--- PAGINAFRAGMENT ---

2. Je kreeg een Ferrariskaart van Leuven: Welke kaart is dit? Welke periode? Doel? Welke regio? Welke schaal? Wat is de planimetrische nauwkeurigheid? Welke methode werd gebruikt om reliëf aan te duiden?
Praktijk:
1. Achterwaartse insnijding
2. Afstand tot een baak meten/berekenen met een niveau
3. Twee luchtfoto's goed leggen
27 januari 2017
Topografie:
1. Vijf projecties met Tissot-Matrix. Benoemen, eigenschappen, waarvoor worden ze gebruikt en zijn ze gebaseerd op dezelfde globe?
2. Je moet de uitdieping van de Dijlevallei in kaart brengen over een periode van 30 jaar. Welke methodes kan je gebruiken en waarom?
Cartografie:
1. Je kreeg enkele punten met x,y en z-coördinaat en een vijfde punt zonder z-coördinaat. Gebruik die driehoeken en interpolatie om de hoogte te bepalen van het vijfde punt.
2. Je moest een bepaald gebied omzetten met een gegeven matrix.
Practicum
1. De hoek tussen twee baken bepalen met een theodoliet, alsook de afstand schatten tot één van die baken
2. Foto's goed leggen met fotogrammetrie
3. Oefening op achterwaartse insnijding
16 januari 2017
Topografie:
1. Vier projecties gegeven zonder naam, gewoon kaartjes met tissotbolletjes. geef de naam, eigenschappen, waarvoor ze gebruikt kunnen worden en zijn ze gebaseerd op dezelfde globe (straal)
2. je moet de erosie van een strand opmeten (profiel). je moet het om de enkele weken kunnen uitvoeren en voor de komende 10, 20 tot 30 jaar. welke methode gebruik je?
Cartografie:
1. enkele punten gegeven gemeten door een gps met nauwkeurigheid van 3m. wat is het ideale hoogtelijneninterval? geef het reliëf weer met de methode van Tanaka. (dus ook lineaire interpolatie)
2. Kaartje gegeven. Van wie, wanneer en voor welk gebied? wat is de nauwkeurigheid en de schaal?
Practicum:
Met een niveau het hoogteverschil meten tussen twee baken.
Luchtfoto's goed leggen onder zo een toestel
Oefening van achterwaartse insnijding
11 januari 2016
NM:
Cartografie:
1. Verschillende punten gegeven, hoe wordt de optimale equidistantie bepaald? Voer de methode van Tanaka uit voor de bekomen hoogtelijnen. Leg je werkwijze uit.
2. De kaartenmakers uit de 17de eeuw maakten ook al gebruik van bestaande triangulatienetwerken. Hoe kunnen we deze oorspronkelijke triangulatienetwerken opsporen. Leg je methode uit.
3. Kaartje van een kindje gegeven, zeggen wat je zou doen om het kindje een betere kaart te leren tekenen.

--- INVOER ---

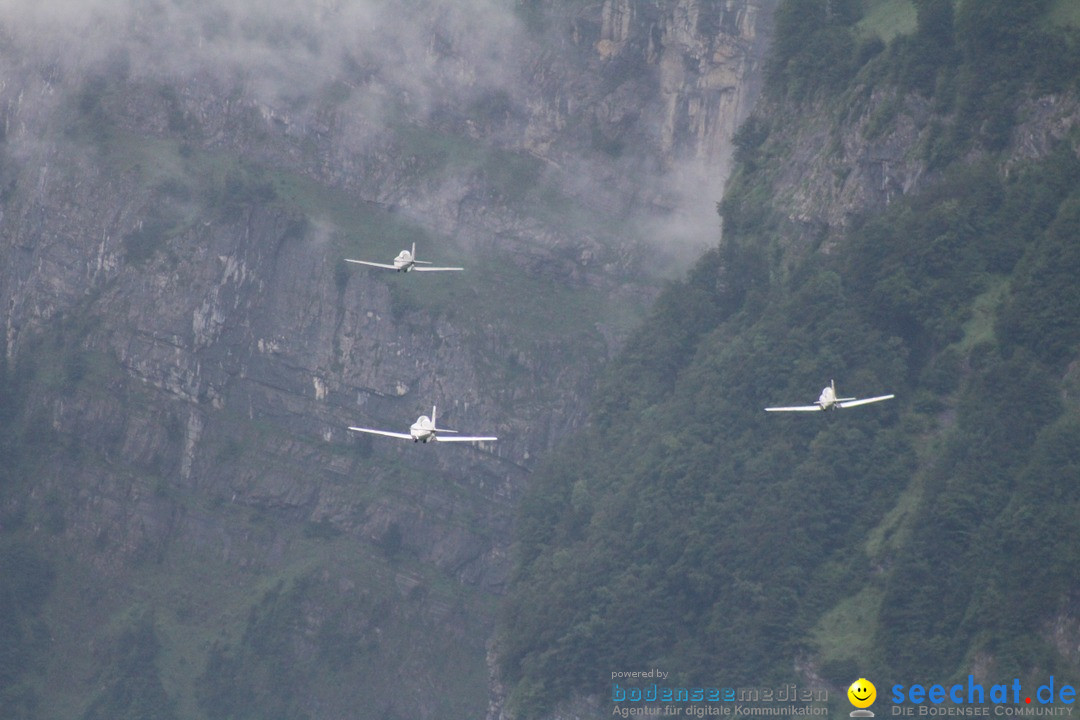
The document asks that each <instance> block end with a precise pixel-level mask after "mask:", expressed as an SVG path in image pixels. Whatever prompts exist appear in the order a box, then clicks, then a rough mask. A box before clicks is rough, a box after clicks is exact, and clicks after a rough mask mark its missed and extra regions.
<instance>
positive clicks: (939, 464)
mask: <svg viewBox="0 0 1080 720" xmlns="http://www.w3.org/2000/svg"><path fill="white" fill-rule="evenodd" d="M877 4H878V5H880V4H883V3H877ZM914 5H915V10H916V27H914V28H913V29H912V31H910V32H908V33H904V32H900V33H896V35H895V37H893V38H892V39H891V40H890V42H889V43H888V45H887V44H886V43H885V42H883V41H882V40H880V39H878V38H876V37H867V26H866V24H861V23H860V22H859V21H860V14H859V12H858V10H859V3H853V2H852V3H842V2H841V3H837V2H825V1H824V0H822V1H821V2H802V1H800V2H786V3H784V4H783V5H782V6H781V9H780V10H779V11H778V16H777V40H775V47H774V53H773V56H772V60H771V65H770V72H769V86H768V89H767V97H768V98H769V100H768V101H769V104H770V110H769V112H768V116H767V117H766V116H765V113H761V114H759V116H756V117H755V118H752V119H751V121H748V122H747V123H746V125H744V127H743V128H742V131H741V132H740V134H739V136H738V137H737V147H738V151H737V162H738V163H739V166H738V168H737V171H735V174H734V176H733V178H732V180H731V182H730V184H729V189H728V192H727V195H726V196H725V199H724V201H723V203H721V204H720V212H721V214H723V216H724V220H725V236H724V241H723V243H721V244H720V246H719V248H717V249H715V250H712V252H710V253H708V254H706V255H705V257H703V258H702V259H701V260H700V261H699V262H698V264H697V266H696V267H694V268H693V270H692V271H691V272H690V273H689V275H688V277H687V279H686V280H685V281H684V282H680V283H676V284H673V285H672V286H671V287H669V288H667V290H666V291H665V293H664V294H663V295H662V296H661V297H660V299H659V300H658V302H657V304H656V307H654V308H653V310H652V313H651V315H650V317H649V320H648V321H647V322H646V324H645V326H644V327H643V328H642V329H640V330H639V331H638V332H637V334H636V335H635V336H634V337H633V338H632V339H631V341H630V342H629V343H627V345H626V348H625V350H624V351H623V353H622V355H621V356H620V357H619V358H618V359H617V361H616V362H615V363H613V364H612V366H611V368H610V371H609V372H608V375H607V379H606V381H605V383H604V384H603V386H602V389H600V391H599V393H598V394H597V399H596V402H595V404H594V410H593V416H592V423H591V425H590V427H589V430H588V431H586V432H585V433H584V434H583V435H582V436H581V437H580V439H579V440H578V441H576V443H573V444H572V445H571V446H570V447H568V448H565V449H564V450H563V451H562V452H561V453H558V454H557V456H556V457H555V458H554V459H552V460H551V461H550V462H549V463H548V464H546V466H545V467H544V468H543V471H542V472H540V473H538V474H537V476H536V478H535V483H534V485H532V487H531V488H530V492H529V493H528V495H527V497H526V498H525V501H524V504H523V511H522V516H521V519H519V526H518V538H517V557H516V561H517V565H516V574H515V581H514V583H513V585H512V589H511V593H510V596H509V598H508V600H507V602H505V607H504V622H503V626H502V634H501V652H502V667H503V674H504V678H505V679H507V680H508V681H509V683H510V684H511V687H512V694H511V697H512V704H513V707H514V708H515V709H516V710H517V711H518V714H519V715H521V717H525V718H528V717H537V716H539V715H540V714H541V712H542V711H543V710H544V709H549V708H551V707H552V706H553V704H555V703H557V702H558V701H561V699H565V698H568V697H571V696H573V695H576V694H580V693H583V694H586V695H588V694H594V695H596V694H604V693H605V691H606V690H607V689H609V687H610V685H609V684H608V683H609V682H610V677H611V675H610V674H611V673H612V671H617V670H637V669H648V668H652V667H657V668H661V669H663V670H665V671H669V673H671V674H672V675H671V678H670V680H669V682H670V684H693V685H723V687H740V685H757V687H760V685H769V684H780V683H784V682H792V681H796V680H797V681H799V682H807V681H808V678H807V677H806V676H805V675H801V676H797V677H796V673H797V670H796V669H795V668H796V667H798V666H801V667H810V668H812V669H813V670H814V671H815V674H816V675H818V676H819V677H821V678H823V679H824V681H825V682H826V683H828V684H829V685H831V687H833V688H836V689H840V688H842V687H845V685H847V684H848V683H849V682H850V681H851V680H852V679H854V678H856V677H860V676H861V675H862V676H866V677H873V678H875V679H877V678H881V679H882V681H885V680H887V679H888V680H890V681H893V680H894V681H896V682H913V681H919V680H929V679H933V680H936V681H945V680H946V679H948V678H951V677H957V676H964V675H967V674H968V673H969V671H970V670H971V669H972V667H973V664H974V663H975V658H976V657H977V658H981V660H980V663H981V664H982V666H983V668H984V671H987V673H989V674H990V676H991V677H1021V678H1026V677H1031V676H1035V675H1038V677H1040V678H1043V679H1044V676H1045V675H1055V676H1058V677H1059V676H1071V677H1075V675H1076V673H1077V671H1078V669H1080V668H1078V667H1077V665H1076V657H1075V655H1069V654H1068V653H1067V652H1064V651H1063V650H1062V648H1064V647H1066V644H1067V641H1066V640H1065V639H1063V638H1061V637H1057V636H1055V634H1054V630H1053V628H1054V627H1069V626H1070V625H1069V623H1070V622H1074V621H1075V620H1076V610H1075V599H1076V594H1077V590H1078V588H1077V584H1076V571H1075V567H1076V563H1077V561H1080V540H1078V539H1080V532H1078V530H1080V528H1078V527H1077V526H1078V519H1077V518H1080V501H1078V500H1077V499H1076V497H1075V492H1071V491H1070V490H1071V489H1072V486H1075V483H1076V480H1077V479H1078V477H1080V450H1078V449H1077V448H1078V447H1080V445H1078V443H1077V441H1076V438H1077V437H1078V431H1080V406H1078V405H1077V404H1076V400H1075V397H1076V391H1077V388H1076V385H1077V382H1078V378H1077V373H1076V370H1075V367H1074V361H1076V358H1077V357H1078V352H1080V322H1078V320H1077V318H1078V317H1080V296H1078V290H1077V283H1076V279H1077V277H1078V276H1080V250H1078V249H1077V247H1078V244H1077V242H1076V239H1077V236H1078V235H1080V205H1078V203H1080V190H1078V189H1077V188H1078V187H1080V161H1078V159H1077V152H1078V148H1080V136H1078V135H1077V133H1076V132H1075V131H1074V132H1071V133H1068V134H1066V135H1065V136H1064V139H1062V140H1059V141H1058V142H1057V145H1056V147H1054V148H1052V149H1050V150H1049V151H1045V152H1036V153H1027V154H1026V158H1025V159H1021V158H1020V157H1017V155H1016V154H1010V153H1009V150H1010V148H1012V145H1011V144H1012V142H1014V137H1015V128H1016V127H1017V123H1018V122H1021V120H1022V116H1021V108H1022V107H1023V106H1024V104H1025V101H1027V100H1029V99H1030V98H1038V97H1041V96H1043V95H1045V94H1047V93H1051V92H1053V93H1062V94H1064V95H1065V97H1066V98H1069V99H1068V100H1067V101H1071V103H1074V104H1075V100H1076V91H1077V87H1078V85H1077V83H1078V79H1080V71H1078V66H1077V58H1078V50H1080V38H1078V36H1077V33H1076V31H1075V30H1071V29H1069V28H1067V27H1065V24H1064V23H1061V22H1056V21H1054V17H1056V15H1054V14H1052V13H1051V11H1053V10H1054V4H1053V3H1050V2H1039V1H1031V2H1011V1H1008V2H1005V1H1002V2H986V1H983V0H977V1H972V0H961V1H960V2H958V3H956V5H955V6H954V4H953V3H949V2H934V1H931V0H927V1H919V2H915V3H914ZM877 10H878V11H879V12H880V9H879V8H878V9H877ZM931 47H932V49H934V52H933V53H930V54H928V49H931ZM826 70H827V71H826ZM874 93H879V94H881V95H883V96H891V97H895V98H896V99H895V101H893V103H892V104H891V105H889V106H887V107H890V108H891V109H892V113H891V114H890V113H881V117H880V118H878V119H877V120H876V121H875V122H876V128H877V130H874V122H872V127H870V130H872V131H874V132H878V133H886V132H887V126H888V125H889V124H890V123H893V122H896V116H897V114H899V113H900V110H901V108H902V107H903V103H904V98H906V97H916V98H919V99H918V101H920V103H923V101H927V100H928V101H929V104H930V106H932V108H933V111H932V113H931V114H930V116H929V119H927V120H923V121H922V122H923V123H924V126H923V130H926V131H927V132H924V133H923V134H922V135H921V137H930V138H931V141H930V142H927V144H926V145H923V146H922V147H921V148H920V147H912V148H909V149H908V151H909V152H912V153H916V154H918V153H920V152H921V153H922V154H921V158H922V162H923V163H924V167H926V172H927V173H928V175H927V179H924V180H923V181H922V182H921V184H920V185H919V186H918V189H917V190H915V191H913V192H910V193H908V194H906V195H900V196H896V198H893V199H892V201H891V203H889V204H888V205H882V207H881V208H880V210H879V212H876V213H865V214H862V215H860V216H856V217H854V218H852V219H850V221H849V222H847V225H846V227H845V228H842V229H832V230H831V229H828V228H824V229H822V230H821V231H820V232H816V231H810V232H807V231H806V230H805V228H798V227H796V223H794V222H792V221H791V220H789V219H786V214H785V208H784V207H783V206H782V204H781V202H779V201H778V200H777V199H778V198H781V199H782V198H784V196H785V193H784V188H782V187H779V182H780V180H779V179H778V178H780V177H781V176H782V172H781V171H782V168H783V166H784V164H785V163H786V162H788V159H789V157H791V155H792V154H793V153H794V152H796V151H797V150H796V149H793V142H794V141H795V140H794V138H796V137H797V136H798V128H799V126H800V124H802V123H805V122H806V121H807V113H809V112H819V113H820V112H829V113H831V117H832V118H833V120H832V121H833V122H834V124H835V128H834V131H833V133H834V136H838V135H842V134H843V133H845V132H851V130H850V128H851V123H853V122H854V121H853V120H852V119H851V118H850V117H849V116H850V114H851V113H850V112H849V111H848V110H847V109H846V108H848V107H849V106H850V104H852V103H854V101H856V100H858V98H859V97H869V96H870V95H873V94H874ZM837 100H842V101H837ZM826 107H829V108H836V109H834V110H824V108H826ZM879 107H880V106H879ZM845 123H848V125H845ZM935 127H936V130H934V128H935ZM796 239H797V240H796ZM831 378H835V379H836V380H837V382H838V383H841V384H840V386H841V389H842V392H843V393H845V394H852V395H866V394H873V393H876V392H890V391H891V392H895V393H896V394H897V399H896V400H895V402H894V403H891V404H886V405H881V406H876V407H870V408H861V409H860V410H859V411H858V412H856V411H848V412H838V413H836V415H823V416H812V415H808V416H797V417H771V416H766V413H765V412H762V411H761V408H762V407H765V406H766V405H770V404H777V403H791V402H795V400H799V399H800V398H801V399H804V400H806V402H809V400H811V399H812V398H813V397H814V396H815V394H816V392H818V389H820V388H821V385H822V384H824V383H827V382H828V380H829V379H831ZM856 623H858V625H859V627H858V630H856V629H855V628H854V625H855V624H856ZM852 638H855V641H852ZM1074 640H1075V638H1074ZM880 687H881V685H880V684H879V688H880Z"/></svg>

---
--- INVOER ---

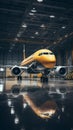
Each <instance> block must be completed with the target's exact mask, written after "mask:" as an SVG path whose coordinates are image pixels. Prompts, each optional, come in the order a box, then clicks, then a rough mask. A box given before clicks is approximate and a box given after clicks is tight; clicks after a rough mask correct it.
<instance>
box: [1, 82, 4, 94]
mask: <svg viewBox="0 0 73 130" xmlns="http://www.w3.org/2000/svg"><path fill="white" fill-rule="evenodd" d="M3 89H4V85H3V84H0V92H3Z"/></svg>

---

• [OEFENINGEN]:
- a) Waarom hoort volgens het paginafragment bij de vraag die begint met "enkele punten gegeven gemeten door een gps" ook lineaire interpolatie? Antwoord in één tot drie zinnen.
- b) Bewerk de rijen tussen de regel met "The document asks" en de regel met "positive clicks: (939, 464)", beide inbegrepen. Vervang daarin "rough mask" door "coarse mask", laat al het andere ongewijzigd en geef alleen die regels terug.
Het paginafragment en de rijen hebben niets met elkaar te maken.

• [ANTWOORDEN BIJ OEFENINGEN]:
- a) Het reliëf moet in die vraag worden weergegeven met de methode van Tanaka. Daarom hoort er volgens het paginafragment ook lineaire interpolatie bij.

- b)
The document asks that each <instance> block end with a precise pixel-level mask after "mask:", expressed as an SVG path in image pixels. Whatever prompts exist appear in the order a box, then clicks, then a coarse mask. A box before clicks is rough, a box after clicks is exact, and clicks after a coarse mask mark its missed and extra regions.
<instance>
positive clicks: (939, 464)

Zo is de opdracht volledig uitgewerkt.